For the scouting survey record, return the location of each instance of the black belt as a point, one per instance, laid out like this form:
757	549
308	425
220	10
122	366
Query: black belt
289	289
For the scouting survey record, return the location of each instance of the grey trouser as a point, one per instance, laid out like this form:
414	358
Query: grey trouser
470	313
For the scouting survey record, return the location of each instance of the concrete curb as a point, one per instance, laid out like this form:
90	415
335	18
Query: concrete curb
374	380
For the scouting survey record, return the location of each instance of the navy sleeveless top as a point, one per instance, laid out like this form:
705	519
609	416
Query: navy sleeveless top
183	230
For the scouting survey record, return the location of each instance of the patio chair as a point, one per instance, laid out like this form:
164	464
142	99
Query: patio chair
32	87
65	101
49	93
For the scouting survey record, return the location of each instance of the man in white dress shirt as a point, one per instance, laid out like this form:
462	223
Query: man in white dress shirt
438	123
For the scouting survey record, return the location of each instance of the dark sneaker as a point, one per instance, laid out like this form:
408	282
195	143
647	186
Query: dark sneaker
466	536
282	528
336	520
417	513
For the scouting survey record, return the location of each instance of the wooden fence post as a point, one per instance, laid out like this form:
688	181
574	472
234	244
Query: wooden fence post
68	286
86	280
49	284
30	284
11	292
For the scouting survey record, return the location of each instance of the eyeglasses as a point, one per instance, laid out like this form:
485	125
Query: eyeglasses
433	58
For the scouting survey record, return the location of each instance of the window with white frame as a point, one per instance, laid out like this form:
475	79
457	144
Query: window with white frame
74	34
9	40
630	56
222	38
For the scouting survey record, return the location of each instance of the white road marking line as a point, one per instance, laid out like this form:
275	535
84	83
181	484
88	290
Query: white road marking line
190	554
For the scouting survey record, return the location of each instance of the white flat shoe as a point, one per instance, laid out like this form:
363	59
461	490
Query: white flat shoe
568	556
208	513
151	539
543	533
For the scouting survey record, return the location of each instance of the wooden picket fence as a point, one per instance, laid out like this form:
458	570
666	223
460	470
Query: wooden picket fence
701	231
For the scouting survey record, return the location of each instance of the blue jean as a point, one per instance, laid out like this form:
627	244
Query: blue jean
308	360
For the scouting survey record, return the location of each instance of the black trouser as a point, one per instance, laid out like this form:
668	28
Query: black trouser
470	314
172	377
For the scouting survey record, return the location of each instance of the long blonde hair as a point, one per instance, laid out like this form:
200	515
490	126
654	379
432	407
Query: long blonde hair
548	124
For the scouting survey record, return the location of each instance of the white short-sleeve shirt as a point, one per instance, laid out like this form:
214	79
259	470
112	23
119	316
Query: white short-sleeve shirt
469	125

...

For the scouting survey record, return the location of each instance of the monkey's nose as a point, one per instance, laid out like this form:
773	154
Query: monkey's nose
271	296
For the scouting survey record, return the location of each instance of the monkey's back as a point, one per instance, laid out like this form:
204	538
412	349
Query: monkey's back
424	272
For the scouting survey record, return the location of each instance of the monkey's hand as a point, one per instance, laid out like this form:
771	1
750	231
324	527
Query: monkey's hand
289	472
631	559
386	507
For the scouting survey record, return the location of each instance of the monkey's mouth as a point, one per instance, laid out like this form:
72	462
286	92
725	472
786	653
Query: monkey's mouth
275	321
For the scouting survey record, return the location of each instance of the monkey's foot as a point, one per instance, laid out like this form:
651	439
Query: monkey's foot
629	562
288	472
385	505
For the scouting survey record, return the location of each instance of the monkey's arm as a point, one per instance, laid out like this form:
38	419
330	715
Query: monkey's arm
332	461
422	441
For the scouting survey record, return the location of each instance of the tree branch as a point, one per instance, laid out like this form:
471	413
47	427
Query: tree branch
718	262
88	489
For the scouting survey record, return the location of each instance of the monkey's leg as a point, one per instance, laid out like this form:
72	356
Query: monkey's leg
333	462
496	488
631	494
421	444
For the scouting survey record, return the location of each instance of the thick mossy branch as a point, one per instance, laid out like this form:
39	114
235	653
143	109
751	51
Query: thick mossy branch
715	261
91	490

...

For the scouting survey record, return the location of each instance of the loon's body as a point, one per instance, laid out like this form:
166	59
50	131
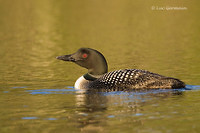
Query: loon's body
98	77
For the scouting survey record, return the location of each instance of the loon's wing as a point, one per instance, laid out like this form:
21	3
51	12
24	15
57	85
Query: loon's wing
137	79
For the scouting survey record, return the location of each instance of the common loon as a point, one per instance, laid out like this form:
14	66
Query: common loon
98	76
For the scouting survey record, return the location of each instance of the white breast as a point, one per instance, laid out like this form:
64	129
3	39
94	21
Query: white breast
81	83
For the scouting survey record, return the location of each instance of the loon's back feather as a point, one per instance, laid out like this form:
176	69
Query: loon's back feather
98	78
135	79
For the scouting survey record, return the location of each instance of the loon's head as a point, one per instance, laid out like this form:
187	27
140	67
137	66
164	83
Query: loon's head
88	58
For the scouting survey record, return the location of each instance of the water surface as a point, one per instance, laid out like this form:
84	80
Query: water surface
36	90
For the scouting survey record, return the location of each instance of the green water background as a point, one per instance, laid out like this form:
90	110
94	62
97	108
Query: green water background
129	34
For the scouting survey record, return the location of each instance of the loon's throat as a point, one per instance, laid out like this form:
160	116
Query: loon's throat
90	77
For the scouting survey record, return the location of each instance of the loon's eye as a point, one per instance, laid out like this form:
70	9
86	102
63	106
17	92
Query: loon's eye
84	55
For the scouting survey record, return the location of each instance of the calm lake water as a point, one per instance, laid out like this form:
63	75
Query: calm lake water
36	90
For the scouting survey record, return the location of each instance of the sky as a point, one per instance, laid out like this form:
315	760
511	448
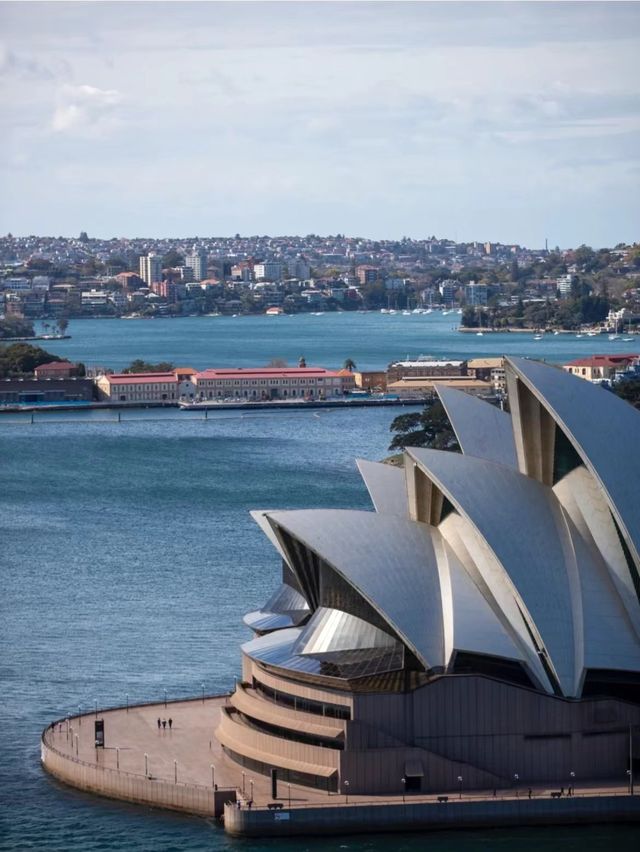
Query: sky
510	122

SHORT EXERCISE
Return every line of the material above that contains the string "calm", treating uppercase and lowercase letters as different.

WORKED ANSWER
For the scouting survey record, return the location of each instance of the calm lake water as a point, one per instance, laid out like this form:
Query: calm lake water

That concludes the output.